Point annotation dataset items
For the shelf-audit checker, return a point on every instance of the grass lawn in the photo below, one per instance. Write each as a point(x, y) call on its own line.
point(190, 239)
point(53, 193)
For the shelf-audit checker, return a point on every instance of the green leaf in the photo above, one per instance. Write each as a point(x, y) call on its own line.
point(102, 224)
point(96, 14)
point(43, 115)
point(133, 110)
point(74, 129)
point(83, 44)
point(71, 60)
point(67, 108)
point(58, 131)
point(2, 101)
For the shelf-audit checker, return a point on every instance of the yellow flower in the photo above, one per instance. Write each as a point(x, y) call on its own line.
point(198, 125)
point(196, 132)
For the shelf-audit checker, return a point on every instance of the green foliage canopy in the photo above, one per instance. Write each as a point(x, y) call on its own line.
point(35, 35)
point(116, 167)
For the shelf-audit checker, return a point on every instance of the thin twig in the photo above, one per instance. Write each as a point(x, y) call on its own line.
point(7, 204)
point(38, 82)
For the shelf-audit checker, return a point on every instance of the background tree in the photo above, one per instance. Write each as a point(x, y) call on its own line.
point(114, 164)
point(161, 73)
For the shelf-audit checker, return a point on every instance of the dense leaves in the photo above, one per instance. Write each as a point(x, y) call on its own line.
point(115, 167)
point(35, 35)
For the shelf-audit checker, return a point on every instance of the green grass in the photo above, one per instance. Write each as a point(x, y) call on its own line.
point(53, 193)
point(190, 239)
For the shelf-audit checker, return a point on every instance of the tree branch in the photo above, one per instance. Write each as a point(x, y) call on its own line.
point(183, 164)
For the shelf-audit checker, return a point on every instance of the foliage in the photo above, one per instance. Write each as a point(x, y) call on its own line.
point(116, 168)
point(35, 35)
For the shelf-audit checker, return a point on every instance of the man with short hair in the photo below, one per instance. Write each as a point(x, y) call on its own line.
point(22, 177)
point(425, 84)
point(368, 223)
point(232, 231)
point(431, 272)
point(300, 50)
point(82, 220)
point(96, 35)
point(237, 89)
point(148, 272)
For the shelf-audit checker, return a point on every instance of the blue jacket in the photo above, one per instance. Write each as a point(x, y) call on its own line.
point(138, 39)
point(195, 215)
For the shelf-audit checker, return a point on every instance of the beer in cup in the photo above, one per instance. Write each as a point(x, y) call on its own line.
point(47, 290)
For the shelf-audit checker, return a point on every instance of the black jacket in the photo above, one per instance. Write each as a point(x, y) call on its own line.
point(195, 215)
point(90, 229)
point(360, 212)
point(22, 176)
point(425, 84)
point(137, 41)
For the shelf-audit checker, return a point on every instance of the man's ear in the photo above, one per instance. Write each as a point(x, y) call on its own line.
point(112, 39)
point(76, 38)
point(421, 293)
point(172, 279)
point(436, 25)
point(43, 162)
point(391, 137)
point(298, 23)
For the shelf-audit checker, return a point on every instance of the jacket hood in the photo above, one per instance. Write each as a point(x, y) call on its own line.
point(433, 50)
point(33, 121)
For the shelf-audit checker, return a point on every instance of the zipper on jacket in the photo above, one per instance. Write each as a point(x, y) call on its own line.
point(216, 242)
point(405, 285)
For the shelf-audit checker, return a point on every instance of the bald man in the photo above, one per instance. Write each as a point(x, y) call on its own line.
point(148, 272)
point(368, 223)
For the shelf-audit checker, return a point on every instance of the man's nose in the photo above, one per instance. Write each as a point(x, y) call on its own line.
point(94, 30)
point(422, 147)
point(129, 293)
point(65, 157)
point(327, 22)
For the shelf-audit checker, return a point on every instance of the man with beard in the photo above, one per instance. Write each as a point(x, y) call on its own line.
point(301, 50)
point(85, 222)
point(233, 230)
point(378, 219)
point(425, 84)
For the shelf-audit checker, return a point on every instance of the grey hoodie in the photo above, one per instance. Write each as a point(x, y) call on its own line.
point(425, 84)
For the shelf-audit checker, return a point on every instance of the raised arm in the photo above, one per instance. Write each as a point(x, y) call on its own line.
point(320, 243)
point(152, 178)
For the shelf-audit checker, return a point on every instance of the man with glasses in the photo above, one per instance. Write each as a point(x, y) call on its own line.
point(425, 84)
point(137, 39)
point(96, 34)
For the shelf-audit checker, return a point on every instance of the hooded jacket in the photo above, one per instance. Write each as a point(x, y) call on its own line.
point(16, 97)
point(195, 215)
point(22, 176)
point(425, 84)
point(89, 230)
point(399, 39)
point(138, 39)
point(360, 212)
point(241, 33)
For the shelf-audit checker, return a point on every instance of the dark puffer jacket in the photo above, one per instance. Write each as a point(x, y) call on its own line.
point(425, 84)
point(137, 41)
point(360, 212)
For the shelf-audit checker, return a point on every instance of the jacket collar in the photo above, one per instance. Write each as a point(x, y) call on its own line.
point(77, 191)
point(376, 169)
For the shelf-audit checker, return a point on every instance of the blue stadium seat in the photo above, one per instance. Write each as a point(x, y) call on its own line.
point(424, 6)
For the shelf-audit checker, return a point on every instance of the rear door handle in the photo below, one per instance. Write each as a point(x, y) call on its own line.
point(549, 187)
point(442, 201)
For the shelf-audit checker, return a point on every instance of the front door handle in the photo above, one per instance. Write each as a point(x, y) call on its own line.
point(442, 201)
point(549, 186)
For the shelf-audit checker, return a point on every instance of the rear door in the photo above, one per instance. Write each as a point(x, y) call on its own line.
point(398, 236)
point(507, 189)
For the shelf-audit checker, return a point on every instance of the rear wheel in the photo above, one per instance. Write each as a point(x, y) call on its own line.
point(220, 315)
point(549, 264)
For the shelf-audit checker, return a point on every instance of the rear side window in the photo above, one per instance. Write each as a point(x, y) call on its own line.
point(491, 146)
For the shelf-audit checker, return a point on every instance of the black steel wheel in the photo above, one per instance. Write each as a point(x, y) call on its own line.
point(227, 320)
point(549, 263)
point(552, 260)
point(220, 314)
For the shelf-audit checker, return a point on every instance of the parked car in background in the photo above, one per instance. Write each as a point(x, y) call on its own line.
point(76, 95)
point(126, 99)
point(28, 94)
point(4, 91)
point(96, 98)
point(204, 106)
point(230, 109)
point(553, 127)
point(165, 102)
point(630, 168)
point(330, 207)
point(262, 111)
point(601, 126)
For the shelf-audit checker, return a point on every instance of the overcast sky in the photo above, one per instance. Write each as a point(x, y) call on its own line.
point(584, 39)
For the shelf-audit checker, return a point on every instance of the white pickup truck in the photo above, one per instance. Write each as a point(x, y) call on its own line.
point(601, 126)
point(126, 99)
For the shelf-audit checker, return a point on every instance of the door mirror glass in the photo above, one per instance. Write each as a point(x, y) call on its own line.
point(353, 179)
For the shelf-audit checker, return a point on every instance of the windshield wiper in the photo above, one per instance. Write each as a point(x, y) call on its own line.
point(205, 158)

■ AIM: Please recast all of the items above as a two-column CSV with the header columns "query" and "answer", one row per item. Put each item's text and its answer in their own quoted fields, with line breaks replaced by spaces.

■ RESULT:
query,answer
"For the shelf-audit checker, return a point on every instance of the grass lawn in the photo below, one per instance. Write each as a point(x, y) call on its own line.","point(190, 239) point(53, 193)"
"For the shelf-audit checker, return a point on every instance of the green leaf in the photo above, one per instance. Write each as a point(x, y) call on its own line.","point(102, 224) point(96, 14) point(43, 115) point(133, 110) point(74, 129) point(83, 44) point(71, 60) point(67, 108) point(58, 131) point(2, 101)"
"For the shelf-audit checker, return a point on every instance of the yellow flower in the photo above, one per instance. Write each as a point(x, y) call on its own line.","point(198, 125) point(196, 132)"
"For the shelf-audit checker, return a point on every instance of the green foliage canopy in the photo above, one per instance. Write each as a point(x, y) call on its own line.","point(35, 35) point(116, 167)"
"For the shelf-audit checker, return a point on every instance of the thin twig in the photo above, one per instance. Write each as a point(x, y) call on its own line.","point(7, 204) point(38, 82)"
"For the shelf-audit checker, return a point on every instance of the background tree in the photo above, one per instance. Write each as a point(x, y) call on its own line.","point(114, 164) point(161, 73)"
"For the shelf-audit checker, return a point on every instance of the dense leaves in the photo above, one per instance. Write each as a point(x, y) call on its own line.","point(115, 167) point(35, 35)"
"For the shelf-audit checker, return a point on every instance of the green grass in the photo above, one per instance. Write each as a point(x, y) call on its own line.","point(53, 193) point(190, 239)"
"For the shelf-audit checker, return a point on every instance of the tree branch in the photo above, one per instance. Write each as a point(x, y) call on its own line.","point(183, 164)"
"For the shelf-audit checker, return a point on every instance of the foliage in the photo above, one per instance. Write each as a point(x, y) call on its own line.","point(116, 168) point(35, 35)"
"For the shelf-audit checker, return a point on every instance of the man with short hair in the photo below, one per instance. Write each as a point(x, y) call on its own line.","point(22, 177) point(425, 84) point(368, 223) point(232, 231) point(431, 272) point(300, 50) point(82, 220) point(96, 35) point(237, 89) point(148, 272)"
"For the shelf-audit checker, return a point on every instance of the blue jacket in the photo above, one per instance. Write each as a point(x, y) call on its own line.","point(138, 39) point(195, 215)"
"For the shelf-audit checker, return a point on every instance of the beer in cup in the photo above, one per instance. Write each as a point(x, y) call on its own line.","point(47, 290)"
"For the shelf-audit checker, return a point on every instance of the black jacket in the photo above, one per instance. Write each as a point(x, y) call on its own line.","point(195, 215) point(90, 229) point(360, 212) point(22, 176) point(425, 84) point(137, 41)"
"For the shelf-audit checker, return a point on every instance of the man's ear in the photo above, one per instance. Write each as a point(x, y) call on its own line.","point(112, 39) point(76, 38) point(421, 293) point(172, 279) point(436, 25) point(43, 162) point(391, 137) point(298, 23)"
"For the shelf-audit checker, return a point on every instance of the jacket hood in the photo above, one per instance. Write each as a point(x, y) call on its own line.","point(433, 50) point(33, 121)"
"For the shelf-audit checker, return a point on every instance of the zipper on jacket in the photo above, one per instance. Write each as a point(x, y) call on its own line.","point(216, 242) point(405, 285)"
"For the shelf-audit checker, return a point on every instance of the bald man in the photo above, one per instance. Write each as a point(x, y) call on its own line.","point(148, 272) point(368, 223)"
"For the shelf-audit checker, return a point on every instance of the man's nose in the photo above, one per instance. Write each as a point(x, y) call on its own line.","point(94, 30) point(422, 147) point(129, 293) point(65, 157) point(327, 22)"
"For the shelf-audit checker, return a point on every instance of the man with beard in the photo above, one per instance. Write each as a point(x, y) call on its own line.","point(301, 50) point(85, 222) point(233, 230) point(378, 219) point(425, 84)"
"For the shelf-audit checker, return a point on every instance of the grey hoodie in the photo above, one per instance. Write each as a point(x, y) call on its own line.","point(425, 84)"
"For the shelf-audit checker, return a point on every instance of the raised arm in the photo above, one per instance. Write each as a point(x, y) call on its own line.","point(320, 243) point(152, 178)"
"For the shelf-audit checker, return a point on every instance of the man with glasses in the photo above, one per instance. Write each as a point(x, y) call on its own line.","point(425, 84) point(137, 39) point(96, 34)"
"For the shelf-audit checker, return a point on every instance of the hooded jacket in the photo above, one per instance. Write each as a point(x, y) call on its own line.","point(16, 97) point(195, 215) point(22, 176) point(425, 84) point(89, 230) point(399, 39) point(138, 39) point(360, 212) point(241, 33)"
"For the shelf-audit checker, return a point on every instance of the dark puffer jacket in the photo above, one per instance. Write each as a point(x, y) call on its own line.","point(425, 84) point(137, 41) point(360, 212)"
"For the shelf-audit checker, return a point on every instance of the jacket collar in the photo above, one per instance. Write each as a point(x, y) call on its own line.","point(77, 191) point(376, 169)"
"For the shelf-audit checker, return a point on every instance of the blue stadium seat in the photo above, one per instance. Write each as a point(x, y) call on its own line.","point(424, 6)"
"For the shelf-audit checker, return a point on every instance of the rear door handle in the photo below, one per instance. Write each as a point(x, y) call on its own line.","point(549, 187) point(442, 201)"
"For the shelf-audit checker, return a point on every instance of the front door handle in the photo above, one per instance. Write each as a point(x, y) call on its own line.","point(442, 201) point(549, 186)"
"For the shelf-audit checker, return a point on every instance of the rear door in the photo above, one per instance. Write each as a point(x, y) call on its own line.","point(398, 236) point(507, 189)"
"For the shelf-audit checker, return a point on every instance of the rear wheel in the photo above, one per instance. Write each as a point(x, y) call on its own line.","point(220, 315) point(549, 264)"
"For the shelf-audit checker, return a point on every instance of the rear side window in the photo above, one per instance. Write each as a point(x, y) call on its own line.","point(491, 146)"
"For the shelf-audit checker, return a point on every instance of the black steel wheel in the photo above, one per instance. Write each as a point(x, y) call on its own line.","point(227, 320) point(549, 263) point(552, 260) point(220, 314)"
"For the shelf-audit checker, return a point on every instance of the parked car in background in the photo above, one per instance. Write each as a point(x, y) call on its own line.","point(76, 95) point(126, 99) point(28, 94) point(4, 91) point(96, 98) point(204, 106) point(230, 109) point(553, 127) point(165, 102) point(630, 168) point(330, 207) point(262, 111) point(601, 126)"
"For the shelf-audit checker, return a point on every instance of the overcast sky in the photo above, one per instance. Write each as a point(x, y) call on its own line.","point(584, 39)"
"For the shelf-audit checker, return a point on every instance of the white pickup truck in the photo above, one per instance. Write each as a point(x, y) call on its own line.","point(601, 126) point(126, 99)"
"For the shelf-audit checker, return a point on every instance of the door mirror glass in the photo above, one per instance. Write each as a point(x, y) call on its own line.","point(353, 179)"
"For the shelf-audit checker, return a point on every instance of the windshield wiper in the photo above, one per instance. Write each as a point(x, y) call on its own line.","point(205, 158)"